EXTRACT TO READ:
Literary Links: Journals

“I keep putting off beginning this journal because the things I must write, must admit by writing them, are hard, even threatening to me,” Alice Walker wrote on July 8, 1977. “But, to begin.”

This confession came from a courageous young woman, already an established writer and activist. Yet putting pen to paper still stirred fear in Walker, a diarist familiar with that strange truth — that the hardest conversations to start are often the ones within ourselves.

As you begin the journey through this new year, I hope the conversation between your heart and the page feels lively, honest and hopeful. Here are seven titles exploring the tender art and practice of journaling.

Gathering Blossoms Under Fire,” a compilation of Walker’s journals from the storied decades between 1965 and 2000, is a soulful and steady record of the writer’s journeys in love, identity, academia and activism. I was moved by the mundane moments — even the greats among us must self-prescribe remedies to get through the day: “Meditation, lots of sleep, good eating are in order — along with vitamins, work and reading.”

Walker journals deeply about parenthood, a central theme in “Ongoingness: The End of a Diary” by Sarah Manguso. But while Walker stays in motion, noting the best times of day to work and write while raising a child, Manguso surrenders.

“Ongoingness” begins with Manguso’s commitment to journaling — a way to avoid getting “lost in time” — and blooms into a new promise, not against time but in harmony with it: “I became the baby’s continuity, a background of ongoing time for him to live against.” This book is a balm for anyone who fears forgetting; who is learning to hold moments more gently.

Still, some stories demand to be recorded. “Pathemata, Or, The Story of My Mouth” by Maggie Nelson originates from Nelson’s effort to document her own pain. The doctors don’t give much weight to Nelson’s findings about her chronic jaw pain, prescribing ill-fitting treatments and leaving her to flounder in the body’s mysteries.

Like Manguso, Nelson finds a way forward despite profound interruptions. “All this time, and I was still alive,” she writes, a realization reminiscent of Walker’s musings: “Can it be, I am a human being again!” These journals become sites of continuous healing, where the writer returns back to the self.

In “A Prayer Journal” by Flannery O’Connor, the young writer tends to a spiritual ache rather than a bodily one. While Nelson’s exploration of suffering progresses patiently and analytically, O’Connor’s prayers are a piercing cry: “Dear God please help me to be an artist, please let it lead to you.” The second half, a facsimile of the journal, reveals her flowing, fevered script, spilling as if from her soul onto the page.

Does handwriting always reflect something about the soul? The charming narrator of “Empty Words” by Mario Levrero hypothesizes that by perfecting his penmanship, he can improve the concentration and continuity of his thoughts. He practices with a focus on form over content, but insights surface anyway: “I can’t stand repetitive, routine tasks, and — in writing, if not in life — want my experiences to be somehow new, unexpected, adventurous.”

At this lust for novelty and perfection, I imagine Henry David Thoreau’s disapproval. “The Journal, 1837-1861” by Thoreau follows a writer’s journey not through place, but time; not toward adventure and achievement, but reverence and balance. How does a singular lakefront view change day by day, over years and years? How is the weather inside your soul? “A man’s life should be a stately march to a sweet but unheard music,” he wrote.

The saxophonist Sonny Rollins embodied this advice through his devotion to both his spirit and his instrument’s song. His musical practice is documented in “The Notebooks of Sonny Rollins,” ranging from technical notes on breathing and posture to the simplest of affirmations: “Persevere I shall.”

Prayer journal or pain diary, notes on nature or music; a place to practice penmanship or just a home for wayward thoughts — whatever kind of journal you keep, it is precious evidence of survival. “The time has not exactly flown,” Walker wrote on the first day of a new year, decades ago. “But in any case, I am still here.”

Dataset excerpts

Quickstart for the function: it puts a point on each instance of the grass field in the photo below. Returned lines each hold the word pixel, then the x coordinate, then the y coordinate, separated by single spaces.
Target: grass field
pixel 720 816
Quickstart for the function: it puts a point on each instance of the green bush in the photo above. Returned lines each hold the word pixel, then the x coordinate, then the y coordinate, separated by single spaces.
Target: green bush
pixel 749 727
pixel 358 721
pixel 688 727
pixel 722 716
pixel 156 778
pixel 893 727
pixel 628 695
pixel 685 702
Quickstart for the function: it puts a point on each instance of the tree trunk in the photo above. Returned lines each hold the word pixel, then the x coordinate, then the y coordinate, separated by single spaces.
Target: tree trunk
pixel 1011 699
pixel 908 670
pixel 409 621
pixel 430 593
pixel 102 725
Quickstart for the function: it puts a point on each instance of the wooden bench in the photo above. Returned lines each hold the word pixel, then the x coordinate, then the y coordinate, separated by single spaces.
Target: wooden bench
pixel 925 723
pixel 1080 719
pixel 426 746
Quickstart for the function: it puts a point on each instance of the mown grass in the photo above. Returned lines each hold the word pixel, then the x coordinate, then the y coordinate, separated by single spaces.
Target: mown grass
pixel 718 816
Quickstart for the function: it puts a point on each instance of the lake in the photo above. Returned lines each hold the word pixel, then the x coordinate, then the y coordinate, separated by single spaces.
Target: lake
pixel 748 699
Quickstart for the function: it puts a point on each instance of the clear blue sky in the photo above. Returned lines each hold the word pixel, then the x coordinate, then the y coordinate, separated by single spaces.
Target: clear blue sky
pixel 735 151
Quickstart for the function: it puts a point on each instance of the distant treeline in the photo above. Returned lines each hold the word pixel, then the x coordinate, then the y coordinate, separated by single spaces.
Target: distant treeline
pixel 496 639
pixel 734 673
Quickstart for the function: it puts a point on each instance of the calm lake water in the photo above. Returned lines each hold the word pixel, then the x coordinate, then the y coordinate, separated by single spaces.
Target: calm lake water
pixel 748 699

WORK INSTRUCTION: Reproduce the stretch of the piece on journals from "Still, some stories" through "the body’s mysteries.", swapping "chronic jaw pain" for "persistent jaw pain".

OUTPUT FOR THIS EXERCISE:
Still, some stories demand to be recorded. “Pathemata, Or, The Story of My Mouth” by Maggie Nelson originates from Nelson’s effort to document her own pain. The doctors don’t give much weight to Nelson’s findings about her persistent jaw pain, prescribing ill-fitting treatments and leaving her to flounder in the body’s mysteries.